**DATASET**

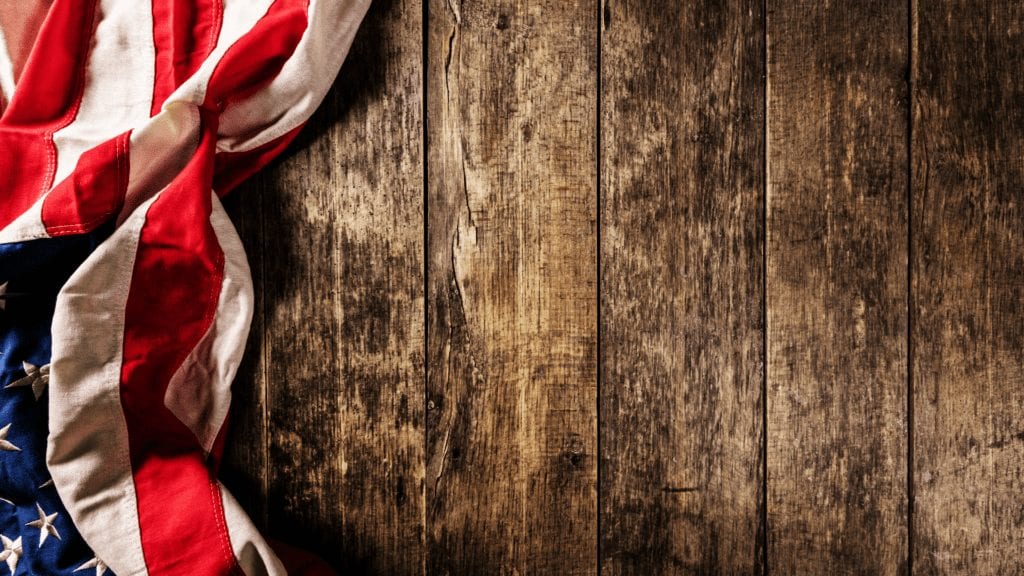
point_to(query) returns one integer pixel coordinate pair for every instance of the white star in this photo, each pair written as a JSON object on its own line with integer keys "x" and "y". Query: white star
{"x": 35, "y": 377}
{"x": 11, "y": 551}
{"x": 94, "y": 563}
{"x": 45, "y": 525}
{"x": 4, "y": 445}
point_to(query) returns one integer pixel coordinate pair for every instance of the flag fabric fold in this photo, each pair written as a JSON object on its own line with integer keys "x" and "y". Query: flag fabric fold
{"x": 125, "y": 294}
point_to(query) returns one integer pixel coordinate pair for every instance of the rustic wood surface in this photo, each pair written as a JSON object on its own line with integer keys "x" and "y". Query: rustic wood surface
{"x": 330, "y": 413}
{"x": 569, "y": 287}
{"x": 682, "y": 189}
{"x": 837, "y": 288}
{"x": 968, "y": 273}
{"x": 511, "y": 483}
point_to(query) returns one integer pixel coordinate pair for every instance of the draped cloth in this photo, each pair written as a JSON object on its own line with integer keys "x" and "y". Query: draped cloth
{"x": 125, "y": 294}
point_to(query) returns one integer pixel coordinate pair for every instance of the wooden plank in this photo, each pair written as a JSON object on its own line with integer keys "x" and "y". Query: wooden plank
{"x": 511, "y": 285}
{"x": 968, "y": 287}
{"x": 682, "y": 282}
{"x": 338, "y": 251}
{"x": 837, "y": 331}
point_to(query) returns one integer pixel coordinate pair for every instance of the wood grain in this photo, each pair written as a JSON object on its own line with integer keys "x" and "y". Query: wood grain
{"x": 682, "y": 241}
{"x": 837, "y": 287}
{"x": 511, "y": 287}
{"x": 331, "y": 428}
{"x": 968, "y": 282}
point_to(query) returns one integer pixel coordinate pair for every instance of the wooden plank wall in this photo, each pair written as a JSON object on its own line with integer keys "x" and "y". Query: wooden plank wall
{"x": 622, "y": 287}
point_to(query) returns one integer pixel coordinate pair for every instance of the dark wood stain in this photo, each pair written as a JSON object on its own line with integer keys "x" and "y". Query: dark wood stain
{"x": 811, "y": 335}
{"x": 837, "y": 287}
{"x": 328, "y": 437}
{"x": 682, "y": 190}
{"x": 511, "y": 288}
{"x": 968, "y": 262}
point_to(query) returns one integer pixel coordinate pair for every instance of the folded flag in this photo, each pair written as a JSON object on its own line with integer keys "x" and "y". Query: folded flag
{"x": 125, "y": 295}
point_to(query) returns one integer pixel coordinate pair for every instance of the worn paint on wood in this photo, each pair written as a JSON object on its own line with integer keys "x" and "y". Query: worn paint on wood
{"x": 511, "y": 287}
{"x": 330, "y": 408}
{"x": 837, "y": 298}
{"x": 682, "y": 287}
{"x": 968, "y": 273}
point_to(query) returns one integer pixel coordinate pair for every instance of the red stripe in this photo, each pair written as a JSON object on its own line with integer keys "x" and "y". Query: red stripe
{"x": 54, "y": 75}
{"x": 183, "y": 35}
{"x": 92, "y": 193}
{"x": 47, "y": 99}
{"x": 235, "y": 167}
{"x": 257, "y": 57}
{"x": 171, "y": 303}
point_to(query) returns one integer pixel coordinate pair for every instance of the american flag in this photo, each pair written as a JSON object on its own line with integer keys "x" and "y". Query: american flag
{"x": 125, "y": 296}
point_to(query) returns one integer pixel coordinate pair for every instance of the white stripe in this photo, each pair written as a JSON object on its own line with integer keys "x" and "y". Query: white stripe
{"x": 6, "y": 71}
{"x": 87, "y": 450}
{"x": 300, "y": 86}
{"x": 158, "y": 153}
{"x": 252, "y": 551}
{"x": 239, "y": 17}
{"x": 200, "y": 392}
{"x": 27, "y": 227}
{"x": 119, "y": 77}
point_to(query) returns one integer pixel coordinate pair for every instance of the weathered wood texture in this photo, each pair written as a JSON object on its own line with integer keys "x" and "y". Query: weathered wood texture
{"x": 785, "y": 248}
{"x": 330, "y": 407}
{"x": 837, "y": 286}
{"x": 511, "y": 484}
{"x": 968, "y": 288}
{"x": 682, "y": 186}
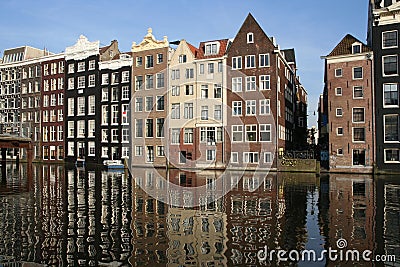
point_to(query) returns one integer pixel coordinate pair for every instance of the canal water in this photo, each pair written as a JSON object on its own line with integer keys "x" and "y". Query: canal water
{"x": 63, "y": 216}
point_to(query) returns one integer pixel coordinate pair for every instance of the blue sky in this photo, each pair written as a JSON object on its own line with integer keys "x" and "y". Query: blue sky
{"x": 312, "y": 27}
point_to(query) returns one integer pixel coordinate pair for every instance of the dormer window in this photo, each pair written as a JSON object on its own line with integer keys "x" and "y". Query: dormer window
{"x": 250, "y": 38}
{"x": 356, "y": 48}
{"x": 211, "y": 48}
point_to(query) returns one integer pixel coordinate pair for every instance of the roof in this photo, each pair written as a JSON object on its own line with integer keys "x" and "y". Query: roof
{"x": 289, "y": 55}
{"x": 345, "y": 46}
{"x": 223, "y": 43}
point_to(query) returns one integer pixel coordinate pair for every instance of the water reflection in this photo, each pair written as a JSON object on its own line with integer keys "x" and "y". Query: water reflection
{"x": 61, "y": 216}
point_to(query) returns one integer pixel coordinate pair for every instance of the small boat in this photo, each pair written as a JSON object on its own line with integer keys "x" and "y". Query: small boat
{"x": 114, "y": 164}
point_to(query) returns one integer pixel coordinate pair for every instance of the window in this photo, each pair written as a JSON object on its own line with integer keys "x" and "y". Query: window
{"x": 251, "y": 83}
{"x": 91, "y": 128}
{"x": 357, "y": 73}
{"x": 201, "y": 69}
{"x": 391, "y": 128}
{"x": 160, "y": 80}
{"x": 81, "y": 66}
{"x": 149, "y": 61}
{"x": 264, "y": 82}
{"x": 265, "y": 133}
{"x": 210, "y": 67}
{"x": 182, "y": 58}
{"x": 139, "y": 61}
{"x": 237, "y": 84}
{"x": 125, "y": 76}
{"x": 188, "y": 111}
{"x": 71, "y": 84}
{"x": 71, "y": 129}
{"x": 251, "y": 133}
{"x": 263, "y": 60}
{"x": 218, "y": 112}
{"x": 250, "y": 38}
{"x": 92, "y": 80}
{"x": 175, "y": 135}
{"x": 175, "y": 113}
{"x": 356, "y": 48}
{"x": 81, "y": 106}
{"x": 149, "y": 81}
{"x": 149, "y": 103}
{"x": 204, "y": 112}
{"x": 267, "y": 157}
{"x": 234, "y": 157}
{"x": 204, "y": 91}
{"x": 390, "y": 65}
{"x": 139, "y": 83}
{"x": 392, "y": 156}
{"x": 175, "y": 90}
{"x": 160, "y": 102}
{"x": 189, "y": 89}
{"x": 236, "y": 108}
{"x": 358, "y": 92}
{"x": 265, "y": 107}
{"x": 358, "y": 134}
{"x": 125, "y": 92}
{"x": 91, "y": 105}
{"x": 160, "y": 127}
{"x": 358, "y": 115}
{"x": 160, "y": 151}
{"x": 71, "y": 68}
{"x": 149, "y": 128}
{"x": 236, "y": 63}
{"x": 104, "y": 114}
{"x": 391, "y": 94}
{"x": 114, "y": 114}
{"x": 160, "y": 58}
{"x": 81, "y": 82}
{"x": 138, "y": 151}
{"x": 104, "y": 78}
{"x": 92, "y": 65}
{"x": 139, "y": 104}
{"x": 211, "y": 48}
{"x": 139, "y": 128}
{"x": 389, "y": 39}
{"x": 81, "y": 128}
{"x": 217, "y": 91}
{"x": 250, "y": 107}
{"x": 250, "y": 157}
{"x": 250, "y": 61}
{"x": 188, "y": 136}
{"x": 210, "y": 154}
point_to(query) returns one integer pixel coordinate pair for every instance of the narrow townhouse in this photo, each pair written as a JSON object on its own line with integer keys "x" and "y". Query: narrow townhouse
{"x": 52, "y": 108}
{"x": 115, "y": 98}
{"x": 182, "y": 99}
{"x": 149, "y": 104}
{"x": 211, "y": 107}
{"x": 260, "y": 98}
{"x": 83, "y": 111}
{"x": 348, "y": 89}
{"x": 383, "y": 37}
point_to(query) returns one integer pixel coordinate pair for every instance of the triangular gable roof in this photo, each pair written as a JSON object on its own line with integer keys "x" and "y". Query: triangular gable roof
{"x": 345, "y": 46}
{"x": 250, "y": 20}
{"x": 223, "y": 43}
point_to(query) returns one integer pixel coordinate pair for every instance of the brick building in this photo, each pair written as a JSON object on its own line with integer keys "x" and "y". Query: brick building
{"x": 349, "y": 98}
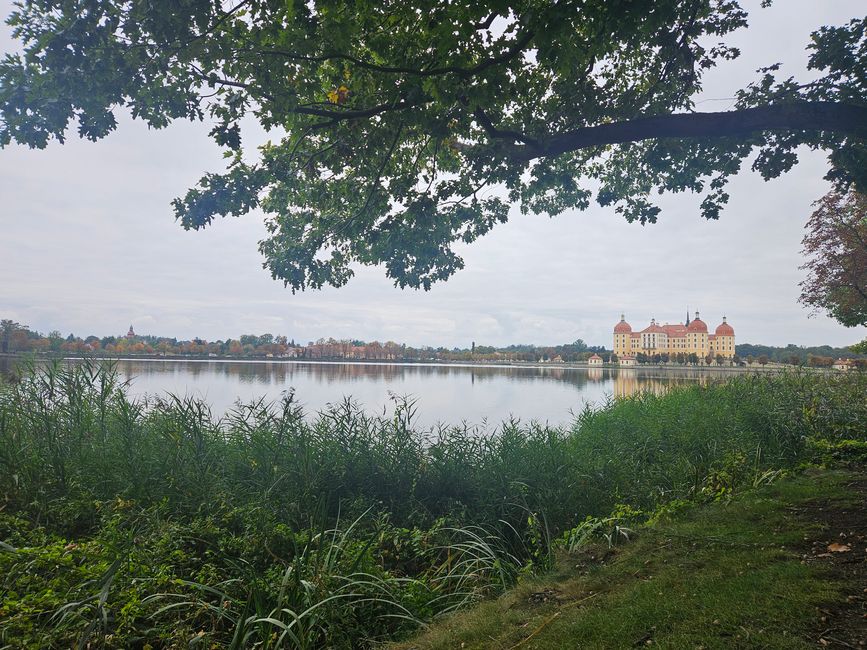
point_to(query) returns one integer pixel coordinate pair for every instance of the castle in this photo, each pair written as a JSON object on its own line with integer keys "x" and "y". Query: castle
{"x": 689, "y": 338}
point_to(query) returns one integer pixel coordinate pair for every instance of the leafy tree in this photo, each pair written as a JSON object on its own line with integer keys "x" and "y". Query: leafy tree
{"x": 836, "y": 247}
{"x": 397, "y": 119}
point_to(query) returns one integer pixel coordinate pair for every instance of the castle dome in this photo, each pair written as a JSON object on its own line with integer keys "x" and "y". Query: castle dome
{"x": 724, "y": 329}
{"x": 697, "y": 325}
{"x": 622, "y": 327}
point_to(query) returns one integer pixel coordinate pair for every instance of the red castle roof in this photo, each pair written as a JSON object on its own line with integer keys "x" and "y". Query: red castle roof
{"x": 697, "y": 325}
{"x": 724, "y": 329}
{"x": 622, "y": 327}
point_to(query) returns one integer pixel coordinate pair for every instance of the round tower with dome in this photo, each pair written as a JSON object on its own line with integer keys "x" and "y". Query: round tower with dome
{"x": 691, "y": 337}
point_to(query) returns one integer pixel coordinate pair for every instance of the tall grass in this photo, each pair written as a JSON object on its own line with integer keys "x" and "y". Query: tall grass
{"x": 169, "y": 524}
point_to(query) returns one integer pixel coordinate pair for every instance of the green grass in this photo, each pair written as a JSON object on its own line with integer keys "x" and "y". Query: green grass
{"x": 717, "y": 576}
{"x": 127, "y": 522}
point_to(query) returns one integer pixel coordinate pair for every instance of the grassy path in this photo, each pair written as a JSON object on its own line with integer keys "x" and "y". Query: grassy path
{"x": 781, "y": 566}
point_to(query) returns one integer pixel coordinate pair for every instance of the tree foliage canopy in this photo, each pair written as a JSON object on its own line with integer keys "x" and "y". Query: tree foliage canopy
{"x": 836, "y": 249}
{"x": 395, "y": 120}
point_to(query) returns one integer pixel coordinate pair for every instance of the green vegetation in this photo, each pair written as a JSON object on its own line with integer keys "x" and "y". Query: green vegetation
{"x": 745, "y": 572}
{"x": 126, "y": 523}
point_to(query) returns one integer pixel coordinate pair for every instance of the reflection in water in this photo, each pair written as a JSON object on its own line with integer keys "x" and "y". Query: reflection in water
{"x": 445, "y": 393}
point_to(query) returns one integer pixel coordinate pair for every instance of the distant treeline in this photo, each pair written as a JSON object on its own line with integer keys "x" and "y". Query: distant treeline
{"x": 15, "y": 337}
{"x": 819, "y": 356}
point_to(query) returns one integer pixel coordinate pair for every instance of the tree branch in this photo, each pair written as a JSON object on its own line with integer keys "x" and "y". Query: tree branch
{"x": 850, "y": 119}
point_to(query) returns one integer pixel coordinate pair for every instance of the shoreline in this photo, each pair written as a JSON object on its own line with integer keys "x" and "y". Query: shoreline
{"x": 770, "y": 367}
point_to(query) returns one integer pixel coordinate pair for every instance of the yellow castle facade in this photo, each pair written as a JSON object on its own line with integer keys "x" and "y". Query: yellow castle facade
{"x": 687, "y": 338}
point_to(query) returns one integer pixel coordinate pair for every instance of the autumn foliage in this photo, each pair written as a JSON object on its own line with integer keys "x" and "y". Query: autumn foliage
{"x": 836, "y": 248}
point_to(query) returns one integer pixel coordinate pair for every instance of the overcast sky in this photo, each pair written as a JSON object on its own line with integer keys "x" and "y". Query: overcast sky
{"x": 88, "y": 245}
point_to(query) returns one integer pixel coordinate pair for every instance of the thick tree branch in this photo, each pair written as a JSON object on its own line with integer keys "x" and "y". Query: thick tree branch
{"x": 808, "y": 116}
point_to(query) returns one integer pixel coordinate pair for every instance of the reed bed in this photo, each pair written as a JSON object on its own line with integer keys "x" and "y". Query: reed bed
{"x": 130, "y": 523}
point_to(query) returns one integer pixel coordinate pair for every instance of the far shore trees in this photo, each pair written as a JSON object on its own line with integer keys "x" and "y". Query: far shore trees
{"x": 405, "y": 129}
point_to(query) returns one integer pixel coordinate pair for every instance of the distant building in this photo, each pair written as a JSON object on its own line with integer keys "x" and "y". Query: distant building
{"x": 689, "y": 338}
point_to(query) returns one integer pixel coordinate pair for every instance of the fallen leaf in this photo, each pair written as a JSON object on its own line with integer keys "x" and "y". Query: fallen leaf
{"x": 839, "y": 548}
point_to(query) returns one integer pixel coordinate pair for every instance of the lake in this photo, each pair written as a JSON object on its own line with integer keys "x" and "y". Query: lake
{"x": 451, "y": 394}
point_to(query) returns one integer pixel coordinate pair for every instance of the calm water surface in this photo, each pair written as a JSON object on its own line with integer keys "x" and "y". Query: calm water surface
{"x": 477, "y": 395}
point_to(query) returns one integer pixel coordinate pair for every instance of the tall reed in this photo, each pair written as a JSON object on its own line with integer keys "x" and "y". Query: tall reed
{"x": 165, "y": 523}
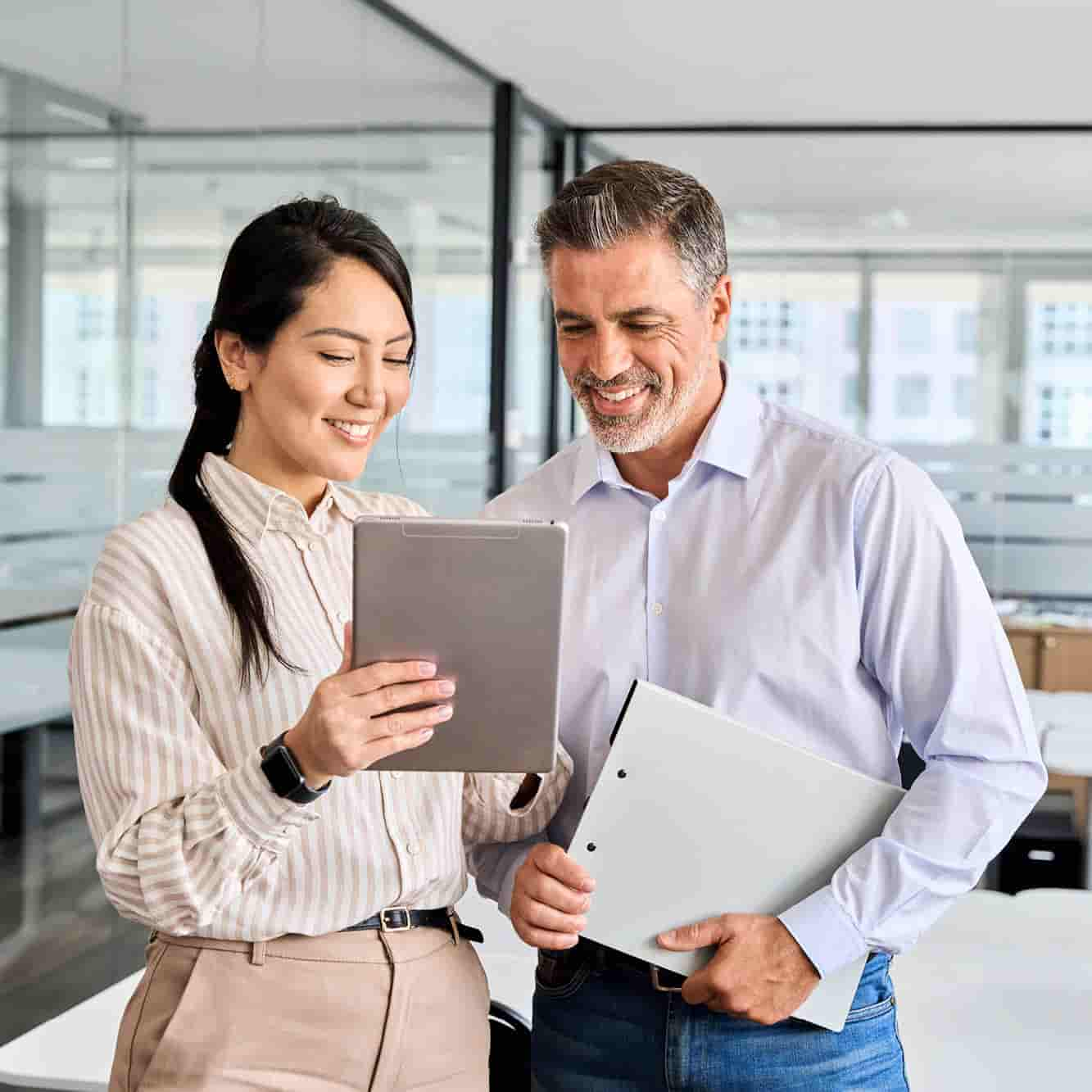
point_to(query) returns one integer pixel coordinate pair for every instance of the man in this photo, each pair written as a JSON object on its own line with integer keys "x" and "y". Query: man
{"x": 797, "y": 578}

**GIVEN INSTRUCTION**
Find the line containing "Query: distant building" in the listing above. Restate it and every line after it, word for word, through the final line, leaving out the pictures.

**ANSWER TO THE EXERCISE**
point_to(query) returns one integer pixel coordinate pair for every instance of the distant building in this photo, each pair written as a JSON object on its own line with integer keys "x" and "y". Query: distant building
{"x": 689, "y": 338}
point_to(query) returns one integer pixel coordinate pair for every instance of the fallen leaf in this photo, each pair written as a JSON object on its own line with integer keys "x" and "y". Query: fallen leaf
{"x": 839, "y": 548}
point_to(query) returns one integer pixel coordinate pair for every instance of the lake in this photo, each pair written as a JSON object on its own line with integer keys "x" and "y". Query: lake
{"x": 451, "y": 394}
point_to(query) returns one integer pixel coordinate pair for every instance of the calm water surface in this photo, each pair written as a JSON object on its own line with integer keys "x" and "y". Query: calm water surface
{"x": 477, "y": 395}
point_to(query) returns one integer pixel coordinate pair for every instance of the tall reed in this photo, each pair written as a JSON object on its own line with integer keys "x" and "y". Query: tall reed
{"x": 165, "y": 523}
point_to(query) returns one integer pixel coordinate pair for every instance of the man in this photo, each pair written as a JSON object on its own line with integer keys "x" and "y". Query: man
{"x": 797, "y": 578}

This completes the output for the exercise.